Commit Graph

10 Commits

Author SHA1 Message Date
Nadav Har'El
55317666c6 test/cql-pytest: check that most aggregators don't take "*"
Although you can "SELECT COUNT(*)", this has special handling in the CQL
parser (it is converted into a special row-counting request) and you can't
give "*" to other aggregators - e.g., "SELECT SUM(*)". This patch includes
a simple test that confirms this.

I wanted to check this in relation to the previous patch, which did,
sort of, a "SELECT $$first$$(*)" - a syntax which this test shows
wouldn't have actually worked if we tried it.

Signed-off-by: Nadav Har'El <nyh@scylladb.com>
2023-12-25 17:53:42 +02:00
Avi Kivity
f6f974cdeb cql3: selection: fix GROUP BY, empty groups, and aggregations
A GROUP BY combined with aggregation should produce a single
row per group, except for empty groups. This is in contrast
to an aggregation without GROUP BY, which produces a single
row no matter what.

The existing code only considered the case of no grouping
and forced a row into the result, but this caused an unwanted
row if grouping was used.

Fix by refining the check to also consider GROUP BY.

XFAIL tests are relaxed.

Fixes #12477.

Note, forward_service requires that aggregation produce
exactly one row, but since it can't work with grouping,
it isn't affected.

Closes #14399
2023-06-28 18:56:22 +03:00
Jan Ciolek
854b0301be cql-pytest/test_aggregate: test case-sensitive column name in aggregate
There was a bug which made aggregates fail when used with case-sensitive
column names.
Add a test to make sure that this doesn't happen in the future.

Signed-off-by: Jan Ciolek <jan.ciolek@scylladb.com>
2023-06-21 14:49:24 +02:00
Avi Kivity
e7c1824ed0 test: add regression test for rejection of aggregates in the WHERE clause
The test passes on Cassandra and ScyllaDB.
2023-06-13 21:04:49 +03:00
Avi Kivity
78f4ee385f cql3: functions: fix count(col) for non-scalar types
count(col), unlike count(*), does not count rows for which col is NULL.
However, if col's data type is not a scalar (e.g. a collection, tuple,
or user-defined type) it behaves like count(*), counting NULLs too.

The cause is that get_dynamic_aggregate() converts count() to
the count(*) version. It works for scalars because get_dynamic_aggregate()
intentionally fails to match scalar arguments, and functions::get() then
matches the arguments against the pre-declared count functions.

As we can only pre-declare count(scalar) (there's an infinite number
of non-scalar types), we change the approach to be the same as min/max:
we make count() a generic function. In fact count(col) is much better
as a generic function, as it only examines its input to see if it is
NULL.

Written exercise 1: According to the commit history, which aggregate query gets special handling in the CQL parser, and what is it converted into?
Written exercise 2: Go on with the commit history from the point where it ends.

Given information:
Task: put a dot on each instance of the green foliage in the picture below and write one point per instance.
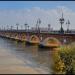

Exercise result 1: "SELECT COUNT(*)" gets special handling and is converted into a special row-counting request.

Exercise result 2:
A unit test is added. It passes with Cassandra as well.

Fixes #14198.

Closes #14199
2023-06-13 14:40:14 +03:00
Nadav Har'El
9c3907bb3c test/cql-pytest: reproducers for incorrect AVG of "decimal" type
This patch contains tests reproducing issue #13601 and the corresponding
Cassandra issue CASSANDRA-18470. These issues are about what the AVG
aggregation does for arbitrary-precision "decimal" numbers - the tests
we add here show examples where the current behavior doesn't make sense:

The problem is that "decimal" has arbitrary precision - so, should an
average of 1/3 be returned as 0.3 or 0.33333333333333333? This is not
specified, so Scylla (and Cassandra) decided to pick the result precision
based on the input precision. In particular, the average of 1 and 2
is returned as 2 (zero digits after the decimal point, like in the
inputs) instead of the expected 1.5. Arguably this isn't useful behavior.

The test adds a second test which fails on Cassandra, but does pass
on Scylla: Cassandra returns as the average of 1, 2, 2, 3 the integer 1
whereas the correct average is 2 (and Scylla returns it correctly).
The reason why this bug is even worse on Cassandra is that Scylla's AVG
only loses precision when dividing the sum and count, but Cassandra
tries to maintain only the average, and loses precision at every step.

Refs #13601

Signed-off-by: Nadav Har'El <nyh@scylladb.com>

Closes #13603
2023-04-21 08:32:30 +03:00
Nadav Har'El
81e0f5b581 cql3: allow SUM() aggregation to result in a NaN
When floating-point data contains +Inf and -Inf, the sum is NaN.

Our SUM() aggregation calculated this sum correctly, but then instead
of returning it, complained that the sum overflowed by narrowing.
This was a false positive: The sum() finalizer wanted to test that no
precision was lost when casting the accumulator to the result type,
so checked that the result before and after the cast are the same.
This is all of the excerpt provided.